INPUT MATERIAL:
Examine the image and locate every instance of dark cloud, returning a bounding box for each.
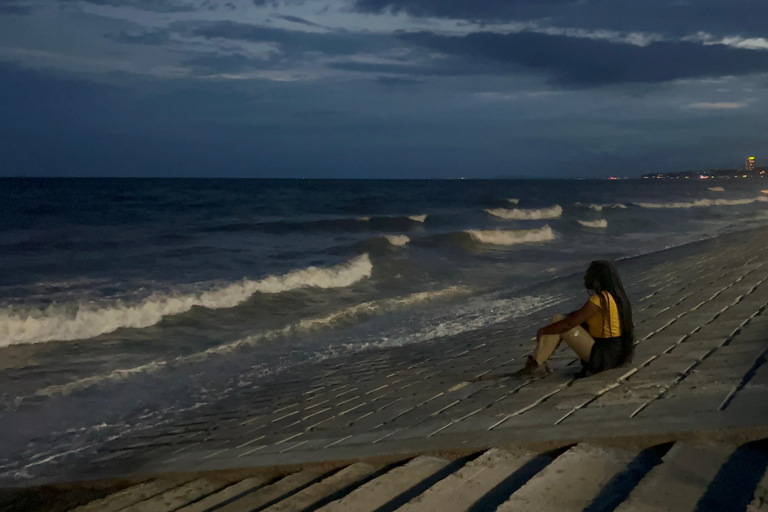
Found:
[0,0,32,16]
[376,76,424,87]
[182,53,278,75]
[400,32,768,87]
[355,0,768,35]
[59,0,197,13]
[104,30,170,46]
[275,14,322,27]
[190,21,393,55]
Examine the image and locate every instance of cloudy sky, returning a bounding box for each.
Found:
[0,0,768,178]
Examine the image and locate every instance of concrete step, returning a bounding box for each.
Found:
[176,477,264,512]
[497,443,636,512]
[71,480,184,512]
[616,442,735,512]
[216,470,324,512]
[398,448,535,512]
[264,462,378,512]
[120,478,226,512]
[320,456,449,512]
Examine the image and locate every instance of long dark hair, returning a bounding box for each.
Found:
[584,260,635,365]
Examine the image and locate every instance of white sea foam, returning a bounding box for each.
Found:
[485,204,563,220]
[347,296,563,352]
[465,226,555,245]
[579,219,608,229]
[0,254,373,346]
[574,203,627,212]
[35,286,472,396]
[637,196,768,208]
[384,235,411,247]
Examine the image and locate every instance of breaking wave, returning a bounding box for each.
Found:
[465,226,555,245]
[384,235,411,247]
[485,204,563,220]
[636,196,768,208]
[346,235,411,255]
[206,214,427,234]
[579,219,608,229]
[0,254,373,346]
[35,286,472,396]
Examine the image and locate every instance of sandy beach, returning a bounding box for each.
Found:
[3,229,768,512]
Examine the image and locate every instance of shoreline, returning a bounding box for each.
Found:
[5,220,768,508]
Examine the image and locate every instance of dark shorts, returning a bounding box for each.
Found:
[581,337,626,373]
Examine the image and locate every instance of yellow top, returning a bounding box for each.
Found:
[587,292,621,338]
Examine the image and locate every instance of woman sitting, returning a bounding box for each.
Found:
[516,260,635,377]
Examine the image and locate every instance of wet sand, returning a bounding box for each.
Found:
[6,229,768,511]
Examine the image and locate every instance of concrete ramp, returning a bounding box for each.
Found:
[498,444,635,512]
[398,448,535,512]
[319,457,449,512]
[616,442,735,512]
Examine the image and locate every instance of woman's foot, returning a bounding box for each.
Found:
[514,355,552,379]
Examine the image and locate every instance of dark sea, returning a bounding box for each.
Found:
[0,179,768,480]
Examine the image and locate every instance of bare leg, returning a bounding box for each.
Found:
[533,315,595,364]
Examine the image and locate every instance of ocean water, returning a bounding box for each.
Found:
[0,179,768,480]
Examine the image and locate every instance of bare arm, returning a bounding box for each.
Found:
[536,301,600,338]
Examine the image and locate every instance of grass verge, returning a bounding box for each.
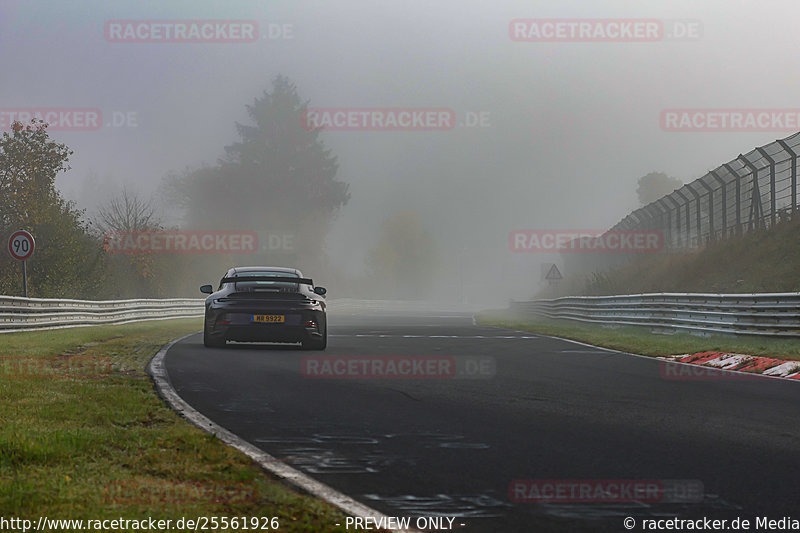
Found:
[0,320,376,532]
[476,310,800,360]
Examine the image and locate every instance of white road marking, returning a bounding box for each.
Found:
[328,333,541,340]
[147,333,416,533]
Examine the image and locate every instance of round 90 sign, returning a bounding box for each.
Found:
[8,230,36,261]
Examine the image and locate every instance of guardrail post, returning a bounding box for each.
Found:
[756,148,777,226]
[737,154,764,231]
[709,170,728,239]
[778,139,797,217]
[722,163,742,235]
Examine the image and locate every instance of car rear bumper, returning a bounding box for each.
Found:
[206,310,326,342]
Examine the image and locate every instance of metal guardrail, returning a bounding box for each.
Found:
[0,296,477,333]
[0,296,204,333]
[510,292,800,337]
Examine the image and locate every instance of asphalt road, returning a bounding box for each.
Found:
[166,313,800,532]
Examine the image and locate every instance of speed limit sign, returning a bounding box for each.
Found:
[8,230,36,261]
[8,230,36,298]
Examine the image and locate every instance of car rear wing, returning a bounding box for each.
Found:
[220,276,314,287]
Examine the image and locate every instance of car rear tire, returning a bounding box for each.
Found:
[203,328,225,348]
[302,328,328,350]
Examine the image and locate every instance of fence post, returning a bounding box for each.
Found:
[778,139,797,217]
[685,183,702,246]
[756,148,777,227]
[709,170,728,239]
[664,191,683,248]
[675,189,692,247]
[722,163,742,235]
[656,198,672,248]
[696,176,717,241]
[737,154,764,231]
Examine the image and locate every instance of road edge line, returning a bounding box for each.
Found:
[477,316,800,382]
[146,332,416,533]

EXERCISE REQUIREMENTS:
Set out every line of the records above as a Markdown table with the columns "Row" and "Text", giving each line a row number, skipping blank lines, and omitting the pictures.

RESULT OF THIS EXERCISE:
| Row | Text |
|---|---|
| 1 | Examine the image and locate every instance of dark cloud, returning a bounding box for each. |
| 2 | Found: |
| 3 | [0,0,32,16] |
| 4 | [376,76,424,87] |
| 5 | [182,53,278,75] |
| 6 | [400,32,768,87] |
| 7 | [355,0,768,35] |
| 8 | [59,0,197,13] |
| 9 | [104,30,170,46] |
| 10 | [275,14,322,27] |
| 11 | [190,21,393,55] |
| 12 | Examine the image and locate every instance of cloudy sky, returning a bounding box for each. |
| 13 | Found: |
| 14 | [0,0,768,178] |
| 15 | Examine the image and locate every instance of concrete step, returning a bounding box for each. |
| 16 | Found: |
| 17 | [176,477,264,512] |
| 18 | [497,443,636,512] |
| 19 | [71,480,184,512] |
| 20 | [616,442,735,512] |
| 21 | [216,470,324,512] |
| 22 | [398,448,535,512] |
| 23 | [264,462,378,512] |
| 24 | [120,478,226,512] |
| 25 | [320,456,449,512] |
| 26 | Examine the image and locate every instance of long dark hair, returning a bounding box for each. |
| 27 | Found: |
| 28 | [584,260,635,365] |
| 29 | Examine the image and locate every instance of white sea foam, returning a bounding box for each. |
| 30 | Found: |
| 31 | [485,204,563,220] |
| 32 | [347,296,563,352] |
| 33 | [465,226,555,245] |
| 34 | [579,219,608,229] |
| 35 | [0,254,373,346] |
| 36 | [574,203,627,212] |
| 37 | [35,286,472,396] |
| 38 | [637,196,768,208] |
| 39 | [384,235,411,247] |
| 40 | Examine the image and locate every instance of breaking wave, returning a bounding box for each. |
| 41 | Found: |
| 42 | [465,226,555,245] |
| 43 | [384,235,411,247] |
| 44 | [485,204,563,220] |
| 45 | [636,196,768,208] |
| 46 | [346,235,411,255] |
| 47 | [206,214,427,234] |
| 48 | [579,219,608,229] |
| 49 | [0,254,373,346] |
| 50 | [35,286,472,396] |
| 51 | Examine the image and locate every instance of sandy beach, returning a bounding box for each. |
| 52 | Found: |
| 53 | [3,229,768,512] |
| 54 | Examine the image and locate every instance of shoreline, returning a bounding box for each. |
| 55 | Found: |
| 56 | [5,220,768,508] |
| 57 | Examine the image and locate every instance of dark shorts, returning a bounding box for each. |
| 58 | Found: |
| 59 | [581,337,626,373] |
| 60 | Examine the image and locate every instance of yellow top, returning a bounding box for each. |
| 61 | Found: |
| 62 | [587,292,621,338] |
| 63 | Examine the image and locate every instance of woman sitting, returning a bounding box for each. |
| 64 | Found: |
| 65 | [516,260,635,377] |
| 66 | Examine the image and locate every instance of wet sand, returning a bounding box for each. |
| 67 | Found: |
| 68 | [6,229,768,511] |
| 69 | Examine the image and locate every instance of concrete ramp, returning a bounding box for each. |
| 70 | Found: |
| 71 | [498,444,635,512] |
| 72 | [398,448,535,512] |
| 73 | [319,457,449,512] |
| 74 | [616,442,735,512] |
| 75 | Examine the image and locate every instance of woman's foot, returning a bounding box for each. |
| 76 | Found: |
| 77 | [514,355,552,379] |
| 78 | Examine the image and locate every instance of dark sea, returning a bounding box for each. |
| 79 | Found: |
| 80 | [0,179,768,480] |
| 81 | Examine the image and locate every instance of bare leg, returning a bounding box for each. |
| 82 | Found: |
| 83 | [533,315,595,364] |
| 84 | Examine the image and locate every instance of ocean water, returning a bounding box for each. |
| 85 | Found: |
| 86 | [0,179,768,480] |
| 87 | Examine the image and locate every instance of bare arm, returning a bounding box for each. |
| 88 | Found: |
| 89 | [536,301,600,338] |
| 90 | Examine the image and locate every instance of grass verge, returning a bounding box for each. |
| 91 | Found: |
| 92 | [0,320,376,532] |
| 93 | [476,310,800,360] |
| 94 | Examine the image and locate every instance of white road marking, returning a bounding box for each. |
| 95 | Found: |
| 96 | [328,333,541,340] |
| 97 | [147,333,416,533] |
| 98 | Examine the image and locate every instance of round 90 sign, returning a bounding box for each. |
| 99 | Found: |
| 100 | [8,230,36,261] |
| 101 | Examine the image and locate every instance of guardrail post, returning a bounding box for each. |
| 102 | Found: |
| 103 | [756,148,777,226] |
| 104 | [737,154,764,231] |
| 105 | [709,170,728,239] |
| 106 | [778,139,797,217] |
| 107 | [722,163,742,235] |
| 108 | Examine the image and locate every instance of car rear bumper, returning a bounding box for each. |
| 109 | Found: |
| 110 | [206,310,326,342] |
| 111 | Examine the image and locate every instance of metal guardrail, returning a bounding box for each. |
| 112 | Found: |
| 113 | [0,296,477,333] |
| 114 | [0,296,204,333] |
| 115 | [510,292,800,337] |
| 116 | Examine the image and locate every instance of asphalt road, returning a bounding box for each. |
| 117 | Found: |
| 118 | [166,313,800,532] |
| 119 | Examine the image and locate every instance of speed limit sign, returning a bounding box for each. |
| 120 | Found: |
| 121 | [8,230,36,261] |
| 122 | [8,230,36,298] |
| 123 | Examine the image and locate every instance of car rear wing, returning a bounding box for each. |
| 124 | Found: |
| 125 | [220,276,314,287] |
| 126 | Examine the image and locate every instance of car rear tire, returning a bounding box for each. |
| 127 | Found: |
| 128 | [203,328,225,348] |
| 129 | [302,328,328,350] |
| 130 | Examine the image and locate every instance of fence post, returning a bounding box for each. |
| 131 | Found: |
| 132 | [778,139,797,217] |
| 133 | [685,183,702,246] |
| 134 | [756,148,777,227] |
| 135 | [709,170,728,239] |
| 136 | [664,191,683,248] |
| 137 | [675,189,692,247] |
| 138 | [722,163,742,235] |
| 139 | [656,198,672,248] |
| 140 | [696,176,717,241] |
| 141 | [737,154,764,231] |
| 142 | Examine the image and locate every instance of road edge line, returning a bounding box for each. |
| 143 | Found: |
| 144 | [477,316,800,382] |
| 145 | [146,332,416,533] |